-- Start --

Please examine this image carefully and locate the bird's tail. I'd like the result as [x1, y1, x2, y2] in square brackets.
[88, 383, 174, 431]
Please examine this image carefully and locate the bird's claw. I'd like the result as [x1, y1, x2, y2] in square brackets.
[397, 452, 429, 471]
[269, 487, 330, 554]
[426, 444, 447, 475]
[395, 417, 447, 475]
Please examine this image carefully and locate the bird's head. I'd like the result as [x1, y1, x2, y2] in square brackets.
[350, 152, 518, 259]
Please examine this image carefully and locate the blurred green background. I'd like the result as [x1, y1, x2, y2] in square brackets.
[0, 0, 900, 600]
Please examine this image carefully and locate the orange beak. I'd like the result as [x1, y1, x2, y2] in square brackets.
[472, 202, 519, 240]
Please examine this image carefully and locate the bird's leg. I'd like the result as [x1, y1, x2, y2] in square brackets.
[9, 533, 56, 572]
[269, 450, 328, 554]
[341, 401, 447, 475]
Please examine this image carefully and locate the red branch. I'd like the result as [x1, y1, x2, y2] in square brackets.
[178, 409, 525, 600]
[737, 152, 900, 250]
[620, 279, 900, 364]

-- End --
-- Start --

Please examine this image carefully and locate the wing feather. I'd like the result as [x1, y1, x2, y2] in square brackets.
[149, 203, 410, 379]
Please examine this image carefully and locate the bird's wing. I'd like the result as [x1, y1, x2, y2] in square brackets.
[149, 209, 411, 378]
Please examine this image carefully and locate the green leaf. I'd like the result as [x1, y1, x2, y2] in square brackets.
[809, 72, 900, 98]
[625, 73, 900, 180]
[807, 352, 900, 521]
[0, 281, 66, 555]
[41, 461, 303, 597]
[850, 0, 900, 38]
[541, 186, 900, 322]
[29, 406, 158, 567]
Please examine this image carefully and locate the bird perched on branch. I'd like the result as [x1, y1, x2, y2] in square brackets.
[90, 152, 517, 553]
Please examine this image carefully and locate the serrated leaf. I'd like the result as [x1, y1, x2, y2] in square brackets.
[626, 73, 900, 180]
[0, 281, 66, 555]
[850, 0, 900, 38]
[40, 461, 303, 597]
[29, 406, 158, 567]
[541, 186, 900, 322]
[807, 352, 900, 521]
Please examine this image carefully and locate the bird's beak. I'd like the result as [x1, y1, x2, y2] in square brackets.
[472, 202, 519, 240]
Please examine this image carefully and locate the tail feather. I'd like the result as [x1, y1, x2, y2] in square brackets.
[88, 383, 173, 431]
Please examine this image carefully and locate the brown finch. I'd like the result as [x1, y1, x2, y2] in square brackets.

-- End --
-- Start --

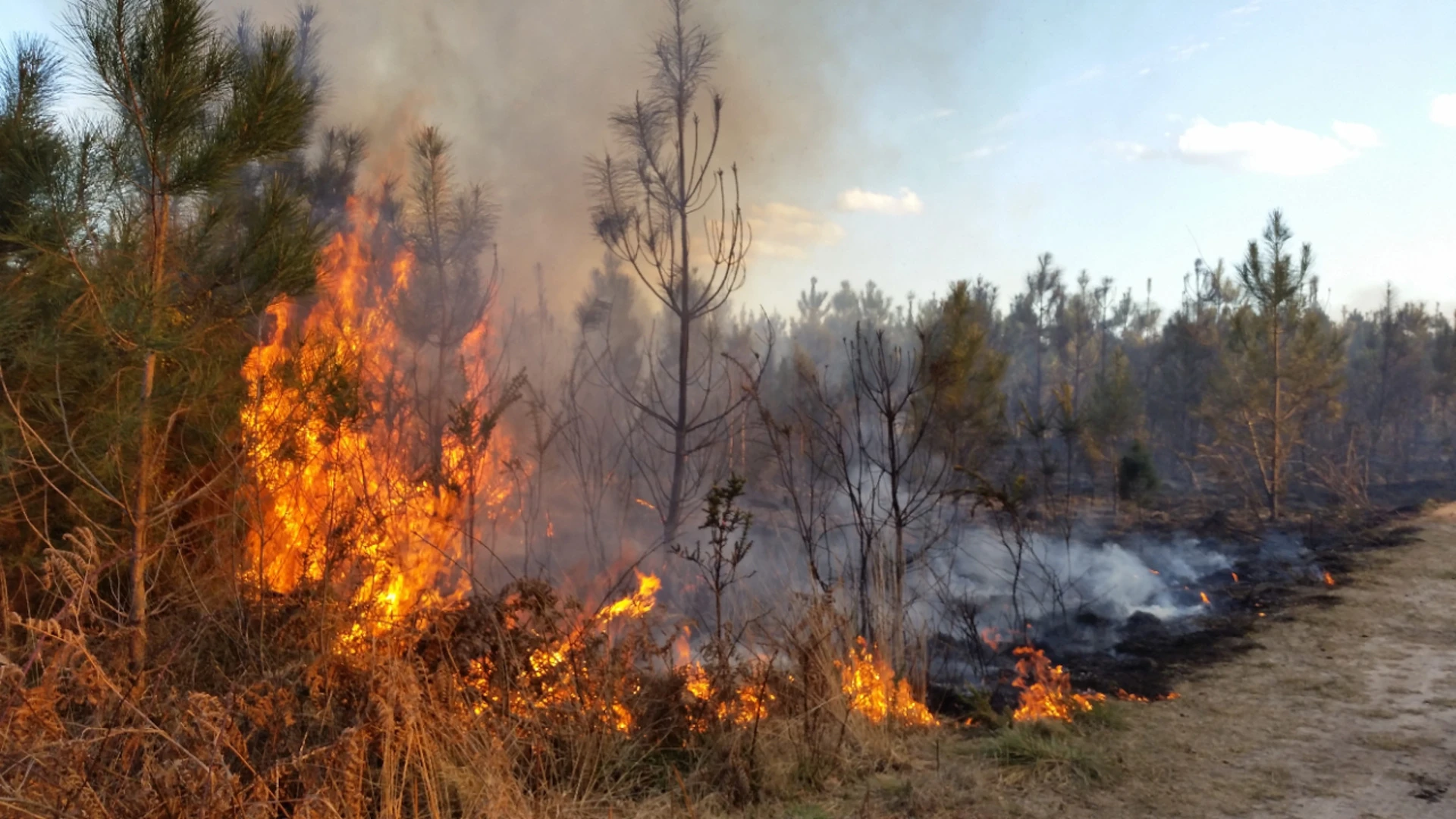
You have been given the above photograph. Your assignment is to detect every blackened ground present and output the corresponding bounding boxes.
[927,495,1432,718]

-- End --

### Given exercise
Copy out in full every line above that contains the string "tail".

### The result
Please examine this image carefully and locate the bird's tail. I'd like the result as [x1, y1, x2, y2] in square brackets.
Please examine this image carefully and locate the tail feather. I'd like the result as [x1, y1, x2, y2] in square brackets.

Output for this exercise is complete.